• Selected passage:
========

Ushakov said the presidents will discuss these topics roughly in that order, although “they may modify it and address other issues.”
“For ‘dessert’ there are regional problems: the Middle East, Syria, Libya, the situation around the Iranian nuclear program, the settlement in Afghanistan, on the Korean peninsula, in Nagorno-Karabakh. And, obviously, Ukraine,” he added.
The Russian delegation accompanying Putin to his first summit with Biden will include, in addition to Ushakov, Foreign Minister Sergey Lavrov, Deputy Foreign Minister Sergey Riabkov, Kremlin spokesman Dmitry Peskov and Chief of the General Staff of the Russian Armed Forces Valery Gerasimov.
Dmitry Kozak, deputy head of the Russian Presidential Administration, and Alexander Lavrentiev, Putin’s special envoy for the settlement of the Syrian conflict, have been invited to discuss some regional issues.

========

• Information shown:
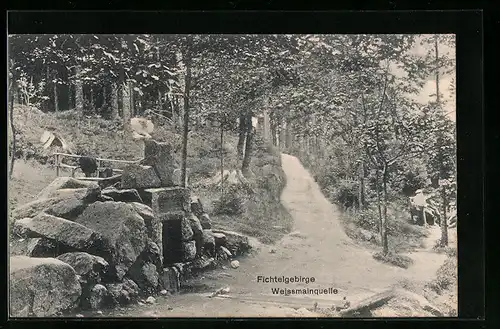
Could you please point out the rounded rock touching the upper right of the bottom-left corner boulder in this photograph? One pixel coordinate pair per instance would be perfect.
(91, 268)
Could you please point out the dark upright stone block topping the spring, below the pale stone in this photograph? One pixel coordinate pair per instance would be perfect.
(159, 156)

========

• Problem A: Reproduce the passage on the Putin–Biden summit from "Ushakov said the" to "Forces Valery Gerasimov.", substituting "leaders" for "presidents".
• Problem B: Extend the passage on the Putin–Biden summit onward from its final sentence.
The data stand apart from the passage on the Putin–Biden summit.

• Answer box A:
Ushakov said the leaders will discuss these topics roughly in that order, although “they may modify it and address other issues.”
“For ‘dessert’ there are regional problems: the Middle East, Syria, Libya, the situation around the Iranian nuclear program, the settlement in Afghanistan, on the Korean peninsula, in Nagorno-Karabakh. And, obviously, Ukraine,” he added.
The Russian delegation accompanying Putin to his first summit with Biden will include, in addition to Ushakov, Foreign Minister Sergey Lavrov, Deputy Foreign Minister Sergey Riabkov, Kremlin spokesman Dmitry Peskov and Chief of the General Staff of the Russian Armed Forces Valery Gerasimov.

• Answer box B:
Russian Ambassador to Washington Anatoly Antonov, who was recalled by Moscow for consultations after Biden in mid-March answered in the affirmative to a journalist’s question on whether he considered Putin a murderer, will also participate in the summit.
Ushakov indicated that the Geneva summit will be held in two formats: one, broad, and the other, narrow.
Asked whether the Russian and American leaders will hold a conversation alone, Putin’s aide replied, “I don’t know, it will be as the presidents decide. It depends on them.”